# Discharge Query



## CamilleCutajar (May 13, 2002)

A month ago I had ICSI which unfortunately did not work. I have until recently still been hurting when I go to urinate. Now today after going to the bathroom I found a dark pink mucus discharge. I was wondering if this could be something wrong, a side effect of the drugs or something else to worry about. It would be really great if you could put my mind at rest as I do not know where to turn after the catastrophy at St George's! Thank you for all your help.


----------



## Mummytoone (Mar 23, 2002)

Hi Camille

Im no nurse at all, but it sounds like you should go and see your GP in case it is an infection, Im not sure if Peter checks the boards at the weekend or not.

Hope your ok

Love Lou xx


----------



## Mel (Jan 1, 2002)

Hi Camille,

Peter is away next week, and I am not sure if he is going to be here the weekend.

But as Lou said - you must contact your clinic straight away! that is the only advice peter could give in a case like this, Im afraid.

If your clinic do not respond then seek medical advice at your GP's - even if the symptoms stop.

============================================================

## Exercise instructions
a) Using the forum thread about discharge after ICSI, answer these:
(i) What treatment did Camille have a month before her post?
(ii) Who does Mel say is away next week?
(iii) According to Mel, where should Camille seek medical advice if her clinic does not respond?
b) Write the next part of the forum thread about discharge after ICSI, picking up after its final sentence.
The records have nothing to do with the discharge thread.

============================================================

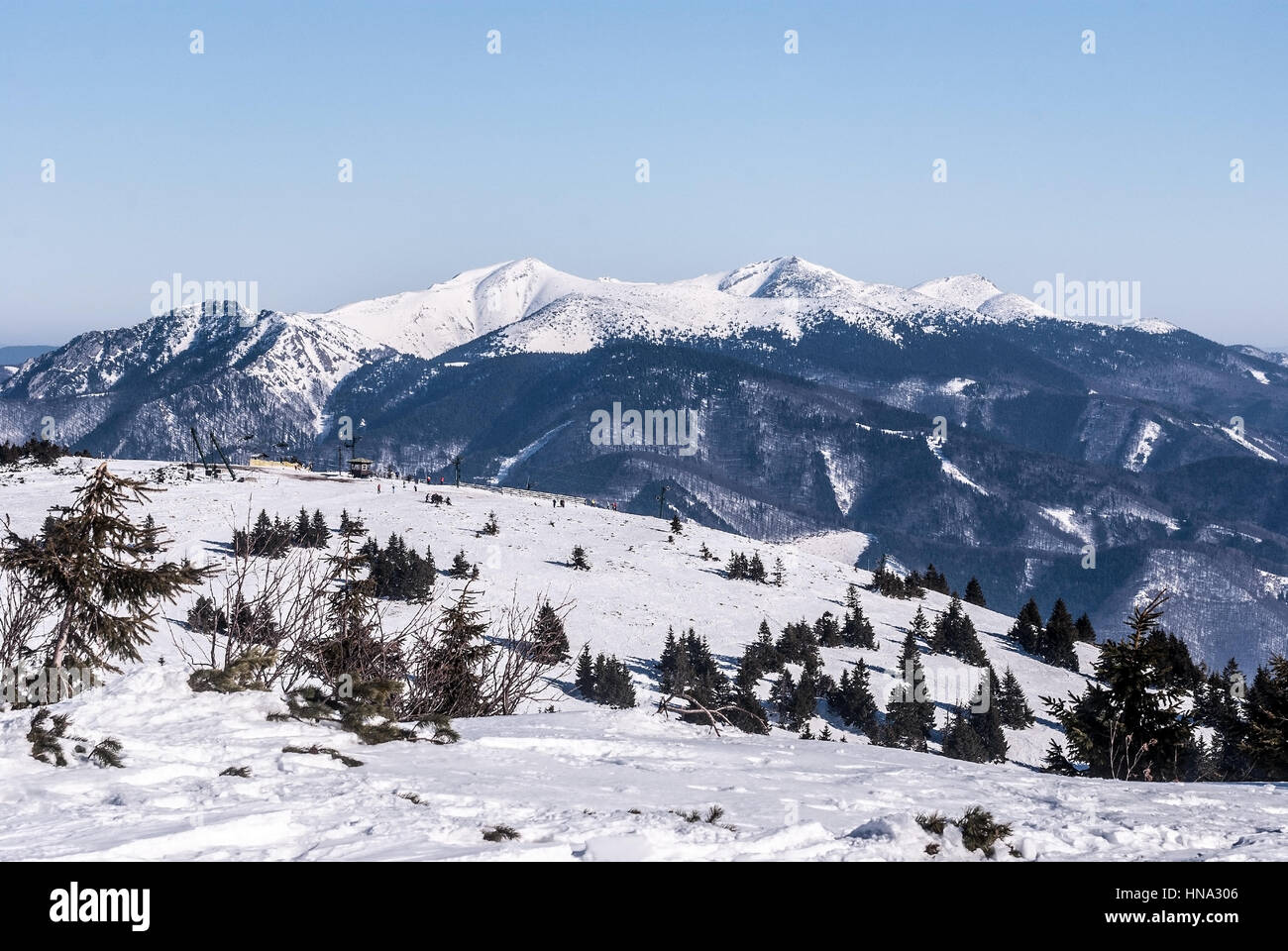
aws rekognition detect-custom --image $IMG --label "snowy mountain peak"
[717,256,855,297]
[912,274,1002,310]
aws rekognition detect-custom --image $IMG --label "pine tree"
[921,562,949,594]
[310,521,406,688]
[814,611,842,647]
[451,549,474,578]
[1241,654,1288,781]
[881,631,935,750]
[725,680,769,734]
[1043,592,1194,781]
[1194,657,1246,780]
[188,594,228,635]
[1040,598,1078,672]
[577,644,595,702]
[1008,598,1042,655]
[997,668,1037,729]
[930,594,988,667]
[1073,611,1096,644]
[769,668,799,731]
[309,509,331,548]
[774,618,818,664]
[966,665,1009,763]
[0,463,209,676]
[593,654,635,707]
[531,600,570,664]
[413,585,497,718]
[790,668,819,729]
[742,620,783,683]
[841,657,880,738]
[944,708,992,763]
[909,604,931,647]
[841,582,881,650]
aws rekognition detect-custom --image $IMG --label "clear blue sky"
[0,0,1288,346]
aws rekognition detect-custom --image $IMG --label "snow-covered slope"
[912,274,1055,321]
[304,257,1076,359]
[0,463,1288,860]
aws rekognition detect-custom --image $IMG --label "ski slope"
[0,463,1288,861]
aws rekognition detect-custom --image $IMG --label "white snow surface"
[0,463,1288,861]
[299,257,1076,359]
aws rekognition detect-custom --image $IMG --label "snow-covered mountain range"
[0,257,1288,665]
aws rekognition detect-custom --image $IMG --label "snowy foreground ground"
[0,463,1288,861]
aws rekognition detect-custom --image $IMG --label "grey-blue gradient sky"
[0,0,1288,346]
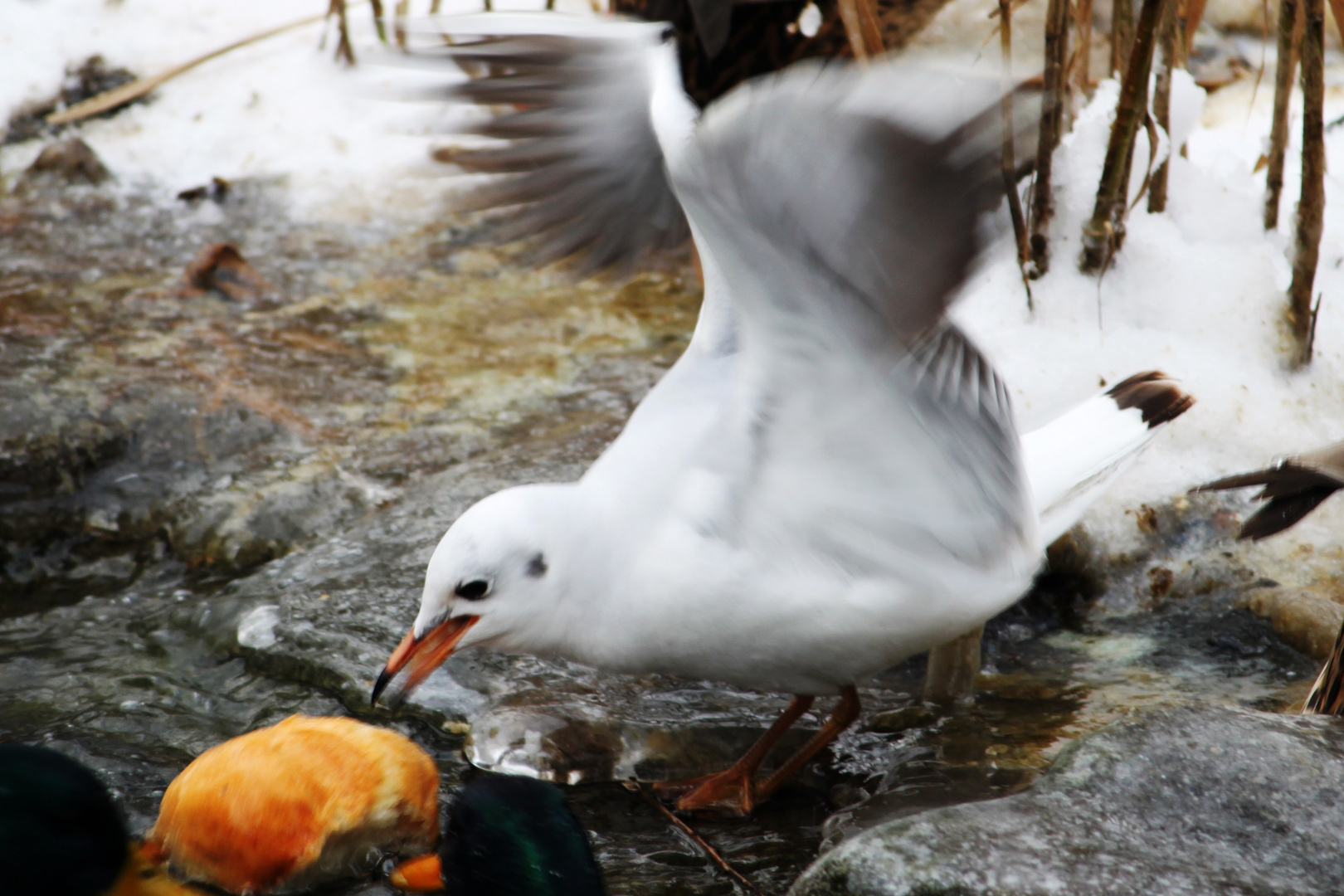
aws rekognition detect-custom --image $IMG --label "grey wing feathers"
[1191,443,1344,542]
[427,29,689,275]
[911,324,1021,527]
[672,66,1034,571]
[676,65,1027,345]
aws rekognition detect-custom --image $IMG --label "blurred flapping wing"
[674,63,1035,587]
[422,13,694,275]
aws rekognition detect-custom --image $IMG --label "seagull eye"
[453,579,490,601]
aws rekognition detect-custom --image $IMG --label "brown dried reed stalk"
[1288,0,1325,367]
[1079,0,1171,273]
[1264,0,1303,230]
[1026,0,1069,277]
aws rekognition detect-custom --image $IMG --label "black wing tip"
[1106,371,1195,430]
[1236,485,1340,542]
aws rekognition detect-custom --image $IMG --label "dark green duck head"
[438,775,606,896]
[0,744,130,896]
[0,744,200,896]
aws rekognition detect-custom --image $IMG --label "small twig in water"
[624,779,762,896]
[1264,0,1303,230]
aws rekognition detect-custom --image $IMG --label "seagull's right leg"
[653,696,816,816]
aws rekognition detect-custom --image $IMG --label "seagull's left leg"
[752,685,861,802]
[653,696,815,816]
[655,685,859,816]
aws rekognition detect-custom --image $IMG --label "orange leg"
[655,685,859,816]
[752,685,860,802]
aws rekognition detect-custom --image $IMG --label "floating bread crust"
[147,716,438,894]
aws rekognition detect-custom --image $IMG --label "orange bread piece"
[145,716,438,894]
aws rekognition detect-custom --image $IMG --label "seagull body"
[375,15,1190,811]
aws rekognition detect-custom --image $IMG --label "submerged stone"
[791,707,1344,896]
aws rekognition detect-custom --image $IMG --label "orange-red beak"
[370,616,480,707]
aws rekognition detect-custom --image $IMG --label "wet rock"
[869,704,938,735]
[791,707,1344,896]
[1246,586,1344,660]
[17,137,111,192]
[0,56,145,145]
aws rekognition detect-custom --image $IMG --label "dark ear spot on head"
[527,552,546,579]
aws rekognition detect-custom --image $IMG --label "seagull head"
[373,485,572,705]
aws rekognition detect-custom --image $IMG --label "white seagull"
[373,13,1192,814]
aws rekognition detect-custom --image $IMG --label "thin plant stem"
[1110,0,1134,75]
[1288,0,1325,367]
[1264,0,1303,230]
[1079,0,1169,273]
[1026,0,1069,277]
[1147,2,1181,213]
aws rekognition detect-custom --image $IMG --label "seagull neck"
[689,221,738,358]
[645,41,700,168]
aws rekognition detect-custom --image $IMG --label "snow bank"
[956,71,1344,561]
[0,0,589,222]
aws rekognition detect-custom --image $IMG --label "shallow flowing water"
[0,174,1314,894]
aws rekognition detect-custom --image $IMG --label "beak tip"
[368,666,392,709]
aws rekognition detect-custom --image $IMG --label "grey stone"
[791,707,1344,896]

============================================================

## List of answers
a)
(i) ICSI
(ii) Peter
(iii) At her GP's

b)
Hope it goes away soon.

Mel


----------



## peter (Oct 2, 2002)

Dear Camille,

This is one for your GP/clinic I'm afraid, they should be able to resolve it very easily.

Peter



CamilleCutajar said:


> A month ago I had ICSI which unfortunately did not work. I have until recently still been hurting when I go to urinate. Now today after going to the bathroom I found a dark pink mucus discharge. I was wondering if this could be something wrong, a side effect of the drugs or something else to worry about. It would be really great if you could put my mind at rest as I do not know where to turn after the catastrophy at St George's! Thank you for all your help.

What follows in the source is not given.